### Your instructions:
Make an exact copy of all the entries below, with the pictures left out.

### Material for this task:
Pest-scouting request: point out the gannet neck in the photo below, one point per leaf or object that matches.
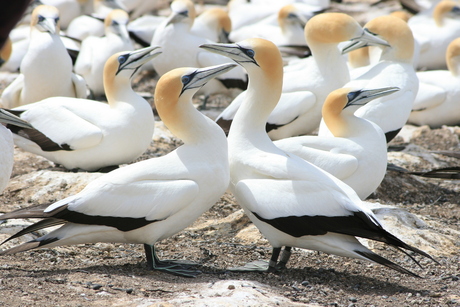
(453, 57)
(440, 11)
(398, 35)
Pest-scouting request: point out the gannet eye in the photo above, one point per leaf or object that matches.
(122, 58)
(185, 79)
(250, 53)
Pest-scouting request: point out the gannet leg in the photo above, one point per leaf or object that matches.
(175, 267)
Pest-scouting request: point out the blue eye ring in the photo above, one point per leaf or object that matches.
(185, 79)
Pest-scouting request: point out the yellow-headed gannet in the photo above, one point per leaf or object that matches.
(95, 51)
(291, 201)
(357, 154)
(153, 199)
(394, 69)
(46, 69)
(434, 33)
(438, 97)
(180, 49)
(87, 134)
(307, 83)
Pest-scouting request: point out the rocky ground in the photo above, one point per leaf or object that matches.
(424, 212)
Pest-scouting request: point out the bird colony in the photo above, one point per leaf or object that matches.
(302, 144)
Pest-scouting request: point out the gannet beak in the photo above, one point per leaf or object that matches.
(201, 76)
(366, 39)
(361, 97)
(9, 118)
(232, 51)
(135, 59)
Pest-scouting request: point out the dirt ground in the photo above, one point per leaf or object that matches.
(116, 274)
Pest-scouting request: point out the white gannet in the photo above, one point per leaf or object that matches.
(292, 202)
(357, 154)
(95, 51)
(180, 49)
(7, 146)
(87, 134)
(288, 32)
(394, 69)
(307, 83)
(434, 33)
(438, 97)
(46, 69)
(92, 25)
(149, 200)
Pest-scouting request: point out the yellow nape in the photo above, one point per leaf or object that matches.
(331, 28)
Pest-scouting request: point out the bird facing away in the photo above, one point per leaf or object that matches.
(95, 51)
(357, 152)
(292, 202)
(307, 83)
(180, 49)
(46, 69)
(88, 134)
(7, 146)
(149, 200)
(437, 100)
(394, 69)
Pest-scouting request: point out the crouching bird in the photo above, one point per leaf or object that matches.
(149, 200)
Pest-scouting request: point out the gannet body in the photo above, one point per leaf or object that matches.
(180, 49)
(292, 202)
(357, 154)
(437, 101)
(307, 83)
(153, 199)
(95, 51)
(395, 69)
(87, 134)
(434, 33)
(46, 69)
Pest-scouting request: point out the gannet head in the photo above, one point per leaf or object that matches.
(45, 18)
(179, 85)
(290, 15)
(252, 54)
(5, 52)
(346, 101)
(453, 57)
(182, 11)
(123, 66)
(116, 22)
(445, 9)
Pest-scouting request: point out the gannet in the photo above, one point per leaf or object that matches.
(307, 83)
(437, 101)
(357, 154)
(292, 202)
(95, 51)
(434, 33)
(92, 25)
(180, 49)
(87, 134)
(7, 146)
(288, 32)
(149, 200)
(394, 69)
(46, 69)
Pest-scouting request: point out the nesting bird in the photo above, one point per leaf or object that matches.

### Exercise answer:
Pest-scouting request: point out the gannet neck in the photo below, one point per leaf or object that matches.
(453, 57)
(440, 11)
(398, 35)
Pest-scouting request: point out the gannet eye in the photo above, one point per leaf or object that matches.
(122, 58)
(185, 79)
(250, 53)
Pest-scouting request: point out the gannet leg in the photo above, one point per leaf or object that matches.
(175, 267)
Pest-scouting request: point out the blue eye ring in the photo above, one point per leaf or object that matches.
(185, 79)
Pest-scouting request: point out the yellow-headed gannet in the photo above, one point per leaf or object that matches.
(95, 51)
(291, 201)
(357, 154)
(153, 199)
(394, 69)
(46, 69)
(434, 33)
(438, 97)
(180, 49)
(87, 134)
(307, 83)
Pest-scouting request: point out the rocky ground in the photo above, one point per leaf or object that matches.
(424, 212)
Pest-scouting request: point out the bird colony in the photo above, one point per leaf or object that matches.
(302, 144)
Pest-scouting request: point out the gannet beak in the photo above, one point per leaf or object that matches.
(201, 76)
(366, 39)
(361, 97)
(9, 118)
(232, 51)
(135, 59)
Pest-scouting request: point out the dirt ground in the photo above, one point per leaf or object that matches.
(116, 274)
Pest-scouting request: point out the white gannet in the photo above, one point per leaf or object that matches.
(292, 202)
(357, 154)
(95, 51)
(180, 49)
(7, 146)
(87, 134)
(288, 32)
(394, 69)
(307, 83)
(434, 33)
(438, 97)
(46, 69)
(92, 25)
(149, 200)
Pest-scouting request: point out the yellow nape in the photo above, one point per leaf or object that matches.
(331, 28)
Pest-scouting request: point out the bird facing away in the photo above, one point per leaf or object that matches.
(95, 51)
(357, 152)
(292, 202)
(307, 83)
(180, 49)
(46, 69)
(88, 134)
(7, 146)
(149, 200)
(437, 100)
(394, 69)
Pest-scouting request: point out the crouching bird in the photo above, one point per leaf or object that matches.
(149, 200)
Pest-scouting request: point out the gannet body in the photo above, one point per leaf or object that matches.
(180, 49)
(292, 202)
(357, 154)
(437, 101)
(307, 83)
(153, 199)
(95, 51)
(395, 69)
(87, 134)
(434, 33)
(46, 69)
Pest-scouting request: point out the gannet head in the photo above, one point per leaf or object that matches.
(45, 18)
(179, 85)
(290, 15)
(252, 54)
(5, 52)
(346, 101)
(453, 57)
(182, 11)
(123, 66)
(116, 22)
(445, 9)
Pest-scouting request: point out the gannet in the photo above, one point per leaf or object that matches.
(307, 83)
(437, 101)
(357, 154)
(292, 202)
(95, 51)
(434, 33)
(92, 25)
(180, 49)
(87, 134)
(7, 146)
(288, 32)
(149, 200)
(394, 69)
(46, 69)
Pest-scouting request: point out the nesting bird in the photo above, one point per leaf or object that matches.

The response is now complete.